====== TEXT EXCERPT

Deserted settlements in Buckinghamshire listed in 1968
Deserted settlements in Buckinghamshire listed in 1968

 

Of the 56 settlements listed, 34 have remained classed as Deserted Medieval Villages by the website (for information on our classifications see the posting on Berkshire). Eight settlements have been classed as Deserted Medieval Hamlets – due to their smaller size. Two settlements have been classed as Migrated – purposefully moved, four are Shifted settlements – moving over time, and one settlement shows evidence of a Shrunken settlement rather than fully deserted – Upper Winchendon. Finally seven of the settlements listed in 1968 are now classed as Doubtful deserted settlements. These include Ackhampstead which appears to have never been larger than the couple of farms still present today, Caldecote in Newport Pagnell which was probably just a manorial centre, and Hughenden were it has been suggested that settlement in the parish was always dispersed.

============
====== SUPPLIED DATA

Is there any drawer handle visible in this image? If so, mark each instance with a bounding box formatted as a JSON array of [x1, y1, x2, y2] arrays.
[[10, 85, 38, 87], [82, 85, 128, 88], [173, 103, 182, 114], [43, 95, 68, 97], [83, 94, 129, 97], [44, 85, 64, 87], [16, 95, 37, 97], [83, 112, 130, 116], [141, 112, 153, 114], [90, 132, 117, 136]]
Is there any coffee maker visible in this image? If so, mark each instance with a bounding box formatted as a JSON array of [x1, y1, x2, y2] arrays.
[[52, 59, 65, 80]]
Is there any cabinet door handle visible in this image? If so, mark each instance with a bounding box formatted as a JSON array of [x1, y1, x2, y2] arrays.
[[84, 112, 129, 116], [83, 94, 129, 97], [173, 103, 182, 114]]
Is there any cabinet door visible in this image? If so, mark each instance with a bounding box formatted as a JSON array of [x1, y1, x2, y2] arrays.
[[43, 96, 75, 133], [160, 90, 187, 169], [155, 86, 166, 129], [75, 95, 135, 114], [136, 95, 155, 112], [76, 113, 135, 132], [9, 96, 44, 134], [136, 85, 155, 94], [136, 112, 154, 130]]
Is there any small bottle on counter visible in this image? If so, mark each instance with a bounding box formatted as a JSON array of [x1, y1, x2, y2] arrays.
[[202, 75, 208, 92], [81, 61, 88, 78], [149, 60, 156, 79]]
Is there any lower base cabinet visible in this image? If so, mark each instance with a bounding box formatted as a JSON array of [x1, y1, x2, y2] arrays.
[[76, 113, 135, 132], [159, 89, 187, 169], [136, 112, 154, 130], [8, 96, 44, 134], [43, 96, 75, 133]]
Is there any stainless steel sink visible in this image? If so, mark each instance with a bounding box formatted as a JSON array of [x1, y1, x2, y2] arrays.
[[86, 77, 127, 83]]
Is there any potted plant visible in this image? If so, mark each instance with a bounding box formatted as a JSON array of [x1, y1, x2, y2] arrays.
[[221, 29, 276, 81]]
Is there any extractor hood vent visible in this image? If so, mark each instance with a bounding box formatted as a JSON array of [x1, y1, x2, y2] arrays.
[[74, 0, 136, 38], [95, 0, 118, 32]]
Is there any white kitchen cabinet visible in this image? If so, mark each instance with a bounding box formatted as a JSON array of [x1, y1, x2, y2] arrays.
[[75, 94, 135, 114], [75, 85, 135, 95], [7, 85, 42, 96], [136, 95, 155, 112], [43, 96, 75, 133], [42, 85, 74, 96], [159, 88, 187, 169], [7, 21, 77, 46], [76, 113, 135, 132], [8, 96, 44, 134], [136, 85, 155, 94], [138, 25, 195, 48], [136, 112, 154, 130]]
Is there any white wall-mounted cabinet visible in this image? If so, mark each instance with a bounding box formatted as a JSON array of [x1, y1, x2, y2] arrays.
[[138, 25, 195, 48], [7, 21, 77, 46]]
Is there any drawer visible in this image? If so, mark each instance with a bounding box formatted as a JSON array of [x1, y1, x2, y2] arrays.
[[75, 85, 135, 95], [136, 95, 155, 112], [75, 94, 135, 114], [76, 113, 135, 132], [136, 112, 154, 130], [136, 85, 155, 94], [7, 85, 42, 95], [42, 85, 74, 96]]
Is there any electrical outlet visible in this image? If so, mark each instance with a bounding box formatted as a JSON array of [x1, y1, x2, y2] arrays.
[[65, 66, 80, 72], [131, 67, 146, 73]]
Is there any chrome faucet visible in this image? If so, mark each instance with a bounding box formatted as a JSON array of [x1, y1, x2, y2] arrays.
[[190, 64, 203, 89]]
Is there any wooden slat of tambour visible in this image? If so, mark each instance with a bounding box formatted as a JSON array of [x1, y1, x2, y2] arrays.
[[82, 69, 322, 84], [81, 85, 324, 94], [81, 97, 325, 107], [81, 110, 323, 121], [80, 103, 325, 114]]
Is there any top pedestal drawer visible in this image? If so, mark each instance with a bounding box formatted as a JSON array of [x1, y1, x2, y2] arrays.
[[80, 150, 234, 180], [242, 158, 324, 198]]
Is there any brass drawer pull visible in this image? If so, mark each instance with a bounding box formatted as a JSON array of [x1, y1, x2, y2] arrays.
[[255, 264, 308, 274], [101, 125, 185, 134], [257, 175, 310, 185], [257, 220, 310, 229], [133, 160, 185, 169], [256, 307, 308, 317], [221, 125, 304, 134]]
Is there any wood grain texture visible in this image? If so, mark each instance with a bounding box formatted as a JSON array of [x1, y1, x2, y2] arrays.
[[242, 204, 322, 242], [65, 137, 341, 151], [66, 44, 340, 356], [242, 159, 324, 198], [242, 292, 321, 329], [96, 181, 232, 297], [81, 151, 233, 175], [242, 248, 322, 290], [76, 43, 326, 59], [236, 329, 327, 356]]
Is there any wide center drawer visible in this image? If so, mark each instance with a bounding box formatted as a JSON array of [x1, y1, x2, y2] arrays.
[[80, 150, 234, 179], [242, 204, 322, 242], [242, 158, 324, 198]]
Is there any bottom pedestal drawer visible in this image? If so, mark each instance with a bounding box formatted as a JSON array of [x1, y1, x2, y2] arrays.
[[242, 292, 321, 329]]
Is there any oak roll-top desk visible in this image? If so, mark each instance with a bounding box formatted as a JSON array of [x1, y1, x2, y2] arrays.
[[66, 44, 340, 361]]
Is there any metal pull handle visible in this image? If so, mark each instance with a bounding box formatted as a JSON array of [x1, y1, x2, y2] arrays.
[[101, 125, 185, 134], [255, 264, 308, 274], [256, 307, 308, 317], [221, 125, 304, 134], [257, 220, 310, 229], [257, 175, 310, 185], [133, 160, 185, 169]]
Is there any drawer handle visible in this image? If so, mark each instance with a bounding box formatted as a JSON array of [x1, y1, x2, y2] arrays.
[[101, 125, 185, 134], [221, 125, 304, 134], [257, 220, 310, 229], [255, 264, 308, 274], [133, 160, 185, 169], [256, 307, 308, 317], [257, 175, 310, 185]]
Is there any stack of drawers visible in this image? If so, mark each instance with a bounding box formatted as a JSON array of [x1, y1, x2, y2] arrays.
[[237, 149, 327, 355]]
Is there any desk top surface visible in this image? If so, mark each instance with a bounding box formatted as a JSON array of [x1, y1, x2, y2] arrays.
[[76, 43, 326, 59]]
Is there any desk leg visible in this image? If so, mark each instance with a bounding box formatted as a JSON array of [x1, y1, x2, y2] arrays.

============

▶ _ACTIVITY 1_: According to the text on deserted settlements in Buckinghamshire, how many of the settlements listed in 1968 are now classed as Doubtful deserted settlements?
▶ _ACTIVITY 2_: Write out the passage of the Buckinghamshire settlements text from "Of the 56 settlements" to "was always dispersed.", swapping "farms" for "cottages".
▶ _ACTIVITY 3_: Resume the text on deserted settlements in Buckinghamshire after its last sentence.

▶ _ANSWER SECTION 1_: Seven.

▶ _ANSWER SECTION 2_:
Of the 56 settlements listed, 34 have remained classed as Deserted Medieval Villages by the website (for information on our classifications see the posting on Berkshire). Eight settlements have been classed as Deserted Medieval Hamlets – due to their smaller size. Two settlements have been classed as Migrated – purposefully moved, four are Shifted settlements – moving over time, and one settlement shows evidence of a Shrunken settlement rather than fully deserted – Upper Winchendon. Finally seven of the settlements listed in 1968 are now classed as Doubtful deserted settlements. These include Ackhampstead which appears to have never been larger than the couple of cottages still present today, Caldecote in Newport Pagnell which was probably just a manorial centre, and Hughenden were it has been suggested that settlement in the parish was always dispersed.

▶ _ANSWER SECTION 3_:
Deserted settlements in Buckinghamshire and their classification by the website
Deserted settlements in Buckinghamshire and their classification by the website

A number of excavations have taken place on deserted sites in Buckinghamshire. Tattenhoe was one of a number of settlements investigated as part of the development of Milton Keynes and its on going expansion. (Ivens et al. 1995). The development of the city also affected sites that were not on the Gazetteer including Westbury-by-Shenley (sometimes referred to as Shenley Brook End) (Ivens et al. 1995).

Rescue excavations at Stantonbury ahead of quarrying amounted to little more than rapid recording of disturbed archaeology but revealed house platforms and pottery dating from the twelfth to fourteenth centuries (Mynard 1971). Excavations have also revealed evidence of a deserted settlement that could also be called a ‘pottery production centre’ at Olney Hyde (Mynard 1984: 56).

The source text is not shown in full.